▶ [Stated exercise]
Could you rescale everything in the listing below, from the line containing "Could you identify the lips" down to the end, by writing those lines out again, requests included? Multiply each x and y coordinate in the answers by 1.2 and round to whole numbers, with halves rounded up.

(Data items)
——

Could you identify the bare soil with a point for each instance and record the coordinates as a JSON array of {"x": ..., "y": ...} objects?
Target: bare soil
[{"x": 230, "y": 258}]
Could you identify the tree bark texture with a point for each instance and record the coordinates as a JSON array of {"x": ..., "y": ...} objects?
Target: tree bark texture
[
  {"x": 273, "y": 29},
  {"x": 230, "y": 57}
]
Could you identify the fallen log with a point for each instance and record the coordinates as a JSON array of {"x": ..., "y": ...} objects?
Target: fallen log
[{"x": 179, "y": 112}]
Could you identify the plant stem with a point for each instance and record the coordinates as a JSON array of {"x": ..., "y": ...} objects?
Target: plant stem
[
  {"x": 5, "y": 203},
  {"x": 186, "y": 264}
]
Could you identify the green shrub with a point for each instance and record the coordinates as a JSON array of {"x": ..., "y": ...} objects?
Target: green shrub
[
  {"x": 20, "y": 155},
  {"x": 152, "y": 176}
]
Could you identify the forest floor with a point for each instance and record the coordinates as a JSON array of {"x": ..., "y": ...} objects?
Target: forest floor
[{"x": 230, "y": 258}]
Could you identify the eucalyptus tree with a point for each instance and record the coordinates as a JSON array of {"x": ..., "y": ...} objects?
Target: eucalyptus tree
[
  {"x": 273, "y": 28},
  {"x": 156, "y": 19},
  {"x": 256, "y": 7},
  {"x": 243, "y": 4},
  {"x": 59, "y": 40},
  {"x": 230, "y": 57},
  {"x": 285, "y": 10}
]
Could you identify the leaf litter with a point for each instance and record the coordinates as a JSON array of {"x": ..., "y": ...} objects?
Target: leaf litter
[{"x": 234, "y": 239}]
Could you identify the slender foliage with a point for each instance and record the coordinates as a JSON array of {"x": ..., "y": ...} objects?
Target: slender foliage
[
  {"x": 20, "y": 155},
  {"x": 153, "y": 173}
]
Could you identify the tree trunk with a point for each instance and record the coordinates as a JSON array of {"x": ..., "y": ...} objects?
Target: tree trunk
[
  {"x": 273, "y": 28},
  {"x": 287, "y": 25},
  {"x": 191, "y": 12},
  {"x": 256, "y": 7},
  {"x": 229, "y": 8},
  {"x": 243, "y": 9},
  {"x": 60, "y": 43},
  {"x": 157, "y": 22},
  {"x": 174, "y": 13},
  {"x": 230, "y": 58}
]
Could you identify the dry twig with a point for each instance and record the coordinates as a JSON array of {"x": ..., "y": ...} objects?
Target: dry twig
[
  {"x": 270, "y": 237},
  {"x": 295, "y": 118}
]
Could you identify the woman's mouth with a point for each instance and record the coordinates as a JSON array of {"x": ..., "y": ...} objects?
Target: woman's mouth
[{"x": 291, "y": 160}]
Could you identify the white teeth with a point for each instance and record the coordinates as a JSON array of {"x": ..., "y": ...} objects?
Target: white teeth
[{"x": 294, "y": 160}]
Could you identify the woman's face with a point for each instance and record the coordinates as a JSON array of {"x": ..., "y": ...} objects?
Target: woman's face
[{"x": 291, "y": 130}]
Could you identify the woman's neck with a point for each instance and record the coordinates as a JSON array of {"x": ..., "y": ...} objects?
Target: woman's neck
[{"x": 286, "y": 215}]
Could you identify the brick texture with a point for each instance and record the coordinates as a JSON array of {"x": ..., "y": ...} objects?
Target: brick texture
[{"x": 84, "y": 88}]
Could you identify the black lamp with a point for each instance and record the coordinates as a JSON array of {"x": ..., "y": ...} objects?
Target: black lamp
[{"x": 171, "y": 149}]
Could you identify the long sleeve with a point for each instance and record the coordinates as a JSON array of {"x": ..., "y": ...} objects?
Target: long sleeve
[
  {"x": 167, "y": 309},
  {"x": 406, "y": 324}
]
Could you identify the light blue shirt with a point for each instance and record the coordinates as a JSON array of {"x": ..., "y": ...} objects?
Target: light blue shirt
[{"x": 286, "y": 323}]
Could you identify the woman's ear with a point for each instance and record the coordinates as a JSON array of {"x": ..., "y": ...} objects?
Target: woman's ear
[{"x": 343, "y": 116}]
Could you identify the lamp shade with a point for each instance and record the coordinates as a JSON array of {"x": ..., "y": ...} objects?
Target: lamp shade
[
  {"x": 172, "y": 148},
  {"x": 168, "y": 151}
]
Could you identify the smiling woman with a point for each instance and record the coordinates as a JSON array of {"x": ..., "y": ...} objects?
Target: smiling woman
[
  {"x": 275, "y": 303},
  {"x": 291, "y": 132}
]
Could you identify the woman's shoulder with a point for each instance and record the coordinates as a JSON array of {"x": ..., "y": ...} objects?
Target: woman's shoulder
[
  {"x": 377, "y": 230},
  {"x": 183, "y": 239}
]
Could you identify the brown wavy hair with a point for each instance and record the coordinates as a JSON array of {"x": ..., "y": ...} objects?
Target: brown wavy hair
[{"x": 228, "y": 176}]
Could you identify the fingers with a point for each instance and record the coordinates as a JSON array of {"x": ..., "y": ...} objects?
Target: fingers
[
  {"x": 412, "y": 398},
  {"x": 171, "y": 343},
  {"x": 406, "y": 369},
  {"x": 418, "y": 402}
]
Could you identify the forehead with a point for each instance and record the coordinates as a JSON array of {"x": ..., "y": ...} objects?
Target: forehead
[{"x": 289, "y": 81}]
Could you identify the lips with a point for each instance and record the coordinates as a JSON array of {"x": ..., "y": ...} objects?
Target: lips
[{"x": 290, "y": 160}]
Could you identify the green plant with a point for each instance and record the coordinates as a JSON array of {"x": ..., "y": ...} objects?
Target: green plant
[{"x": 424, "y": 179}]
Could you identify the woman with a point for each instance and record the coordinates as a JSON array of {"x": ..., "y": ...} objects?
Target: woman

——

▶ [Result for this exercise]
Could you identify the lips with a point for each instance and record the coordinates as a JSON array of {"x": ..., "y": ...} objects?
Target: lips
[{"x": 348, "y": 192}]
Could you identify the green plant with a point for each instance and record the coordinates as a JSON array of {"x": ..., "y": ...} objects?
Target: green plant
[{"x": 509, "y": 215}]
Could you identify the woman with a point for each instance and record the coordinates as a JSON array of {"x": ..., "y": ...} objects?
Target: woman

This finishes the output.